Problem set —
1 - Please repeat the stretch of the Rolls-Royce ownership text from "I am looking" through "the human spirit.", switching "Silver Spur" to "Silver Spirit".
2 - Render the stretch of the records from the line containing "where the ocean" through the line containing "xmin=0 ymin=0 xmax=240 ymax=38" as a JSON list of strings, one string per line, with blank lines omitted.
-- Start Source extract --
I feel moving about freely has greater value than reaffirming what you have already achieved Howard Hughes use to move about in plain different color Chevrolets. Privacy has greater value in my opinion. Why have a Rolls? I would likely drive it alone on closed roads only.
My family has owned Rolls Royces starting in 30's in India. I have been living in the USA since early 60's, and ever since always owned a Rolls or a Bentley. I still like the Rolls/Bentleys of the 60's (1956-1965). Although our family owned older 1938 Phantom, but I never cared for the ugly squared boxed Phantoms although our 1964 P5 James young is lot better than the earlier Phantoms.
I have recently bought a 2004 Azure with the German technology incorporated into this vehicle. I would say that after the marriage of German and the British cars, Rolls and the Bentley is far far better and reliable vehicle than the models starting from Shadows all the way to 2003 models with British engine designs. A great move for the good of these great vehicles. I think a Rolls and a Bentley would always be the cars of distinction, no matter what kind of good or bad experiences one may have by owning one.
I am looking to buy 1984 Silver Spur. Car seems to be in a top shape, but I am concern with high cost of repairs and up keep.
I just wondering if I should pay a specific attention to anything in particular.
Wannabes? Want to be what's? If the reference was to wanting to be someone who appreciates things of beauty and a job well done, then that is me. It is true that my Lexus probably optimizes any number of engineering tasks more efficiently, but my Rolls is refined. It is made by people for people. It is apparent to me the crew at Crewe were listening and built into their automobiles things that are fundamentally pleasing to the human spirit.
Just because this car is expensive, doesn’t mean it doesn’t need to be cared for. The space shuttle is expensive and has to be overhauled after every flight. But it does what it is meant to do. If one is looking for the ultimate in gas and go, care free driving, then a Lexus or maybe even a less complex Toyota might be a more appropriate choice.
I never had any intention on owning a Rolls Royce. My goals had always been focused on sports cars. A friend of mine bought a Rolls and let me drive it, and I was immediately hooked. It had the ride I was always seeking. I had made modifications to several of my cars, fooling around with spring rates and shock absorbers to search for the ultimate ride. I felt that ride my first time in a Rolls Royce. A week later I was the proud owner of a Silver Spur.
-- End Source extract --
-- Start Task inputs --
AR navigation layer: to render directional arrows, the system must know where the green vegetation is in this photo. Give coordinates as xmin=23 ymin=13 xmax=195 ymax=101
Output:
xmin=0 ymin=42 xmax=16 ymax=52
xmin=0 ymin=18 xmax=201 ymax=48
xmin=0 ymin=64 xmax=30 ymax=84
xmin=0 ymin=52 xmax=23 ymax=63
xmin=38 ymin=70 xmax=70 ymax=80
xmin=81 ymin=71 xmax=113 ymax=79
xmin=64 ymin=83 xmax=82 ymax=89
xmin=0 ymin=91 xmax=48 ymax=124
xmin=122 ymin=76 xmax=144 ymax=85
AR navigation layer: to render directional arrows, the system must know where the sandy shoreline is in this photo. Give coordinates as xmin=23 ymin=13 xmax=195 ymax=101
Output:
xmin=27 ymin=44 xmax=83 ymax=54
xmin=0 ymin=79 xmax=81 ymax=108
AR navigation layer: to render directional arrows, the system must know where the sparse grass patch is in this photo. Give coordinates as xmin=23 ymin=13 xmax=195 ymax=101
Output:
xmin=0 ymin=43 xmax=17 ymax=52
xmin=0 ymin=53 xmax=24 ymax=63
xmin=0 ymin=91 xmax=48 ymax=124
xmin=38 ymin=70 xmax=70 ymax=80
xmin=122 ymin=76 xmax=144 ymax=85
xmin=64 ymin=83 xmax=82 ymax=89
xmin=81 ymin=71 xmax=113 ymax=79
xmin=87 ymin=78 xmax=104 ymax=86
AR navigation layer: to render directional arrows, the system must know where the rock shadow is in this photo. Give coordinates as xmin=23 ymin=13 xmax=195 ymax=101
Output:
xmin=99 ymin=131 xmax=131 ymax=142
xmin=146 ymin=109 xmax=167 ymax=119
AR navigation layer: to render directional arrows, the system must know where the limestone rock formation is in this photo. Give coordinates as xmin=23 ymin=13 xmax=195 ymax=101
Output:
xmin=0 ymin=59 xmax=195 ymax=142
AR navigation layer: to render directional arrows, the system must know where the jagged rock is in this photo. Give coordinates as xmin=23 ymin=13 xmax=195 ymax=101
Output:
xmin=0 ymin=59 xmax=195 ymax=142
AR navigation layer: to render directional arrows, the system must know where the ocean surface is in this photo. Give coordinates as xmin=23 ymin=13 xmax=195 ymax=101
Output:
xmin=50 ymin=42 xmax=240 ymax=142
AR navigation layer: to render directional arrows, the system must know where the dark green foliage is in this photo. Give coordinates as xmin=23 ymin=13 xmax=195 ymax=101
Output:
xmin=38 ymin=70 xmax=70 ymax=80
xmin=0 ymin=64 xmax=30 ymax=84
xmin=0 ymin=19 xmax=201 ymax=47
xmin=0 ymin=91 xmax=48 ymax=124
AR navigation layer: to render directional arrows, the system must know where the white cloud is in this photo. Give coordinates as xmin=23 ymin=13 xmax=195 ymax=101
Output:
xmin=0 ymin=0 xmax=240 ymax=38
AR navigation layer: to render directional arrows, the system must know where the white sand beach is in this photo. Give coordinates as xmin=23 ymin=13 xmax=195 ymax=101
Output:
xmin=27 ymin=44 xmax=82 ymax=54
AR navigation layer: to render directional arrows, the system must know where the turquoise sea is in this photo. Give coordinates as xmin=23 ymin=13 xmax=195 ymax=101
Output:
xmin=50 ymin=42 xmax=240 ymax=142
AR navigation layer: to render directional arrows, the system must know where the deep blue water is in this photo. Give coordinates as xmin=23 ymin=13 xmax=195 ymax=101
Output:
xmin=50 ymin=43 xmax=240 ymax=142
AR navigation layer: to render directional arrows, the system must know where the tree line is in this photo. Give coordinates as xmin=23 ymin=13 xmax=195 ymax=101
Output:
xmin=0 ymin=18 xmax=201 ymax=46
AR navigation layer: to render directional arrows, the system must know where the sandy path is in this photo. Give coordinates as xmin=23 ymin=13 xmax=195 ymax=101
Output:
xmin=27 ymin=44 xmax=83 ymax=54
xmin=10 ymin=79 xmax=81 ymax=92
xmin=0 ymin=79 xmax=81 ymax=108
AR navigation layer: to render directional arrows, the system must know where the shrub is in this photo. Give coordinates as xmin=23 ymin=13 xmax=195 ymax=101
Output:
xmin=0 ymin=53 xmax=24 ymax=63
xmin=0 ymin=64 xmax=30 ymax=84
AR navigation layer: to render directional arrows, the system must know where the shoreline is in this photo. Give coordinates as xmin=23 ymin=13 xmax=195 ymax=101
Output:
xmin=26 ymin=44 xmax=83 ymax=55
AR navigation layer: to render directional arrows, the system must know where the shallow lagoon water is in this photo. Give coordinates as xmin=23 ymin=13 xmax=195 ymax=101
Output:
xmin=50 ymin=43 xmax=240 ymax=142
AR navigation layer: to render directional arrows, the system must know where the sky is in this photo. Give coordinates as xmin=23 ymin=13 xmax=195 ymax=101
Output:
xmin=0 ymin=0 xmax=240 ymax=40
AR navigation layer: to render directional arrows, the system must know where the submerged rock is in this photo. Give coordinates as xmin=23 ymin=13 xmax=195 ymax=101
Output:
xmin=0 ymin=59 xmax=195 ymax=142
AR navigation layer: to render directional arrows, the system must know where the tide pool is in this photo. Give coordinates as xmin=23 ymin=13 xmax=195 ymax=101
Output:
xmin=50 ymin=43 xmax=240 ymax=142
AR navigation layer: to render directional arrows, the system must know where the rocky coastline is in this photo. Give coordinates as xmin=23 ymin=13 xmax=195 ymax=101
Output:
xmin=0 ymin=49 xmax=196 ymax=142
-- End Task inputs --
Answers to each task —
1 -
I am looking to buy 1984 Silver Spirit. Car seems to be in a top shape, but I am concern with high cost of repairs and up keep.
I just wondering if I should pay a specific attention to anything in particular.
Wannabes? Want to be what's? If the reference was to wanting to be someone who appreciates things of beauty and a job well done, then that is me. It is true that my Lexus probably optimizes any number of engineering tasks more efficiently, but my Rolls is refined. It is made by people for people. It is apparent to me the crew at Crewe were listening and built into their automobiles things that are fundamentally pleasing to the human spirit.

2 -
[
  "AR navigation layer: to render directional arrows, the system must know where the ocean surface is in this photo. Give coordinates as xmin=23 ymin=13 xmax=195 ymax=101",
  "Output:",
  "xmin=50 ymin=42 xmax=240 ymax=142",
  "AR navigation layer: to render directional arrows, the system must know where the dark green foliage is in this photo. Give coordinates as xmin=23 ymin=13 xmax=195 ymax=101",
  "Output:",
  "xmin=38 ymin=70 xmax=70 ymax=80",
  "xmin=0 ymin=64 xmax=30 ymax=84",
  "xmin=0 ymin=19 xmax=201 ymax=47",
  "xmin=0 ymin=91 xmax=48 ymax=124",
  "AR navigation layer: to render directional arrows, the system must know where the white cloud is in this photo. Give coordinates as xmin=23 ymin=13 xmax=195 ymax=101",
  "Output:",
  "xmin=0 ymin=0 xmax=240 ymax=38"
]